Vom Flughafen nach Piraeus nehmen wir diesmal den Bus. Seit die U-bahn, allen Unkenrufen zum Trotz, rechtzeitig zu den Spielen fertiggestellt wurde, stellt sie die risikolosere Verbindung dar, doch unsere Fähre verlässt erst in drei Stunden den Hafen, und vom Bus aus sieht man ein bisserl was von den Veränderungen, die Athen im letzten Jahr erfahren hat. Walter, ein mitreisender Freund möchte auch sehen, wie die Lämmer nach Hause transportiert werden, ich habe ihm erzählt, dass Business-men in Armani-Anzügen sich beim Fleischer ihres Vertrauens ganze Tiere über die Schulter legen lassen, schliesslich ist auch das Herbeischaffen von ganzen Tieren immer noch ein Statussymbol in der griechischen Gesellschaft.
Während Walter am Fenster in der Sonne wegdöst fragt ein älteres Pärchen deutscher Zunge, ob wir, da wir doch auch in den Hafen führen, vielleicht wüssten, wo die Schiffe nach Naxos abführen, sie müssten aber noch Tickets kaufen, was aber ausserhalb der Hochsaison doch kein Problem sein sollte. Also, Klartext: Ostern ist DIE Hochsaison. Für viele Griechenland-Fans ist dies ohnedies die beste Zeit, das Land ohne Sonnenstich zu geniessen. Und die Schönheit der blühenden Landstriche zu preisen, hiesse diese putzigen Vögelchen auf die Reise in ebendiese Stadt zu tragen. Nur: alleine wird man kaum reisen. Da Religion in Griechenland, noch, eine gesellschaftliche Funktion erfüllt, und Ostern die erste Gelegenheit nach dem Winter darstellt, Freunde und Familie zusammenzubringen, reist man aus den Städten, in die einen nur ökonomische Zwänge getrieben haben, zurück in die Dörfer der Jugend. Oder wenigstens auf die Inseln der jährlichen Sommerfrische. Und weil die Familien noch Grosse sind, weitverzweigt und vielverschwägert, und Griechen nichts mehr schätzen als ihre „parea“, was soviel heisst wie Freundeskreis, und nicht weniger bedeutet, als eine ausgewählte Version einer Grossfamilie, findet jährlich eine Völkerwanderung grössten Ausmasses statt.

Einige Datensätze:
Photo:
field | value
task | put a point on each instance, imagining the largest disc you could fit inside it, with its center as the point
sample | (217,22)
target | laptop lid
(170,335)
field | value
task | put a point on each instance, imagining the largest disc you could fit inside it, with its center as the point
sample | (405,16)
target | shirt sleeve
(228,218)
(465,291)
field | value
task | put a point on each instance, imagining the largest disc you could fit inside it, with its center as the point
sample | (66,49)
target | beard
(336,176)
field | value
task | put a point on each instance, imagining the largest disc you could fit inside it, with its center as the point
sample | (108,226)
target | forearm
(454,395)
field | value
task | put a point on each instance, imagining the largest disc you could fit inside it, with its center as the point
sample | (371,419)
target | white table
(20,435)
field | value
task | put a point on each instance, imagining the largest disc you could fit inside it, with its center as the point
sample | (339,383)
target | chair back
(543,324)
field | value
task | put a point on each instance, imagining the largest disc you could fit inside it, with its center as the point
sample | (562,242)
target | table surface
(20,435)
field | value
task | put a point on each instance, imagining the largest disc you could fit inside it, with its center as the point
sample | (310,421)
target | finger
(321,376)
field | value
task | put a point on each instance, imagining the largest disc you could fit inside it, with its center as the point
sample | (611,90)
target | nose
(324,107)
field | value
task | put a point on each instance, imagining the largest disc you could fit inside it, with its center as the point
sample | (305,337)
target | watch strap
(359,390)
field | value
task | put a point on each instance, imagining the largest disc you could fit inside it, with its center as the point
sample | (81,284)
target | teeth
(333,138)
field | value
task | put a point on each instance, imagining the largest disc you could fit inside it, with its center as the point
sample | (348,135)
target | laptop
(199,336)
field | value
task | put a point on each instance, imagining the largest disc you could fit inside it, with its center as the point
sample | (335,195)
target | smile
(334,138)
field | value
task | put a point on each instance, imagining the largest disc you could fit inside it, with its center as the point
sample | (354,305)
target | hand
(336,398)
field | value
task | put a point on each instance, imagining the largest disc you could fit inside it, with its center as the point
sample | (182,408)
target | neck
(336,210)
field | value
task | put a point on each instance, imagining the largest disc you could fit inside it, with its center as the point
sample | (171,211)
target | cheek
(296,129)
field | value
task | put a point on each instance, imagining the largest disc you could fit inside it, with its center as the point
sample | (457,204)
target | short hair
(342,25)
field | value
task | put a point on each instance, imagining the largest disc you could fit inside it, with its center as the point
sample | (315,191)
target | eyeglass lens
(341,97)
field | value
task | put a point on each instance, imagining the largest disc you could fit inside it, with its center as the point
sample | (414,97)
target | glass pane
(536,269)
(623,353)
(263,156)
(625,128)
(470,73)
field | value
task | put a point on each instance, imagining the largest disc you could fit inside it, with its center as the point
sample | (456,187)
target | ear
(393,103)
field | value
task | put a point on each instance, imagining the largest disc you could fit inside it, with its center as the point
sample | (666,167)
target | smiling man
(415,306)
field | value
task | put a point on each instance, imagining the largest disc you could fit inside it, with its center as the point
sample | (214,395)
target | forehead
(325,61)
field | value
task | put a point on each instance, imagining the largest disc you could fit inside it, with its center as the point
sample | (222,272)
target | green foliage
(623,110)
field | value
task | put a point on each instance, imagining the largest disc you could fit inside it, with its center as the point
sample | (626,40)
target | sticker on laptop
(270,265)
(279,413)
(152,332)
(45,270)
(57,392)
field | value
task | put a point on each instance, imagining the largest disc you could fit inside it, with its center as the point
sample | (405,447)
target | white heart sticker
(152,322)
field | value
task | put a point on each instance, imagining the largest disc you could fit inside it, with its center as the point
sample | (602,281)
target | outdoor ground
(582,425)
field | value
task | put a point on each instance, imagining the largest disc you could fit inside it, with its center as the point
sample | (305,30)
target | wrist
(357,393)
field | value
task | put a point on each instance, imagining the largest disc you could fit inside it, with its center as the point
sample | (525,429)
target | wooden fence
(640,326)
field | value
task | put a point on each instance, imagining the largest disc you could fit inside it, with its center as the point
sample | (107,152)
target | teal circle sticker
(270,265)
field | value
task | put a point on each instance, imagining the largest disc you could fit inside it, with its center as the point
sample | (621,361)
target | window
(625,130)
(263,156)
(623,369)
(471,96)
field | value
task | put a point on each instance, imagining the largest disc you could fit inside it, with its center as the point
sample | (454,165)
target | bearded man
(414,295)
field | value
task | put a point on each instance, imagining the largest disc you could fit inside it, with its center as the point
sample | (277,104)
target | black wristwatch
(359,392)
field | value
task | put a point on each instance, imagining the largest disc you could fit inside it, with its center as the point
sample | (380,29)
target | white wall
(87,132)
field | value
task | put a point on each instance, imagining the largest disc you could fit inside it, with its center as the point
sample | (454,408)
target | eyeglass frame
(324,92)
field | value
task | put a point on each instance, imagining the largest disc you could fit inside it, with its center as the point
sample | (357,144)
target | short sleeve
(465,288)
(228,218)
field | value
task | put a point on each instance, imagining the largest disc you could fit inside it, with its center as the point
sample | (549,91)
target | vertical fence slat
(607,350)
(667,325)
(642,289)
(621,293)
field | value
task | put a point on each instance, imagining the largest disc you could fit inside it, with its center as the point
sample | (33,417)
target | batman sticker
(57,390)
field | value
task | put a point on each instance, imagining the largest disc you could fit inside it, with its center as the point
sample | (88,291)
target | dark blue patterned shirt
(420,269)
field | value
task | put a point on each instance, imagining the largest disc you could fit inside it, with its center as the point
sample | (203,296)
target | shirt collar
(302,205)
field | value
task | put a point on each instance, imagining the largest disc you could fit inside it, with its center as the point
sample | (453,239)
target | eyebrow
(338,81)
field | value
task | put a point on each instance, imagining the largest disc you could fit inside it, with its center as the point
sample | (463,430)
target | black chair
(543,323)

**Anweisung 1**
Beantworte zum Textauszug über die Osterreise nach Griechenland:
(a) Mit welchem Verkehrsmittel fährt man diesmal vom Flughafen nach Piraeus?
(b) In wie vielen Stunden verlässt die Fähre den Hafen?
(c) Was heißt laut Textauszug „parea“?
**Anweisung 2**
Welche Zeilen der Auflistung enthalten die Zeichenfolge „black“? Nenne jede davon; Groß- und Kleinschreibung zählt.

**Ergebnis 1**
(a) Mit dem Bus.
(b) In drei Stunden.
(c) Soviel wie Freundeskreis.

**Ergebnis 2**
target | black wristwatch
target | black chair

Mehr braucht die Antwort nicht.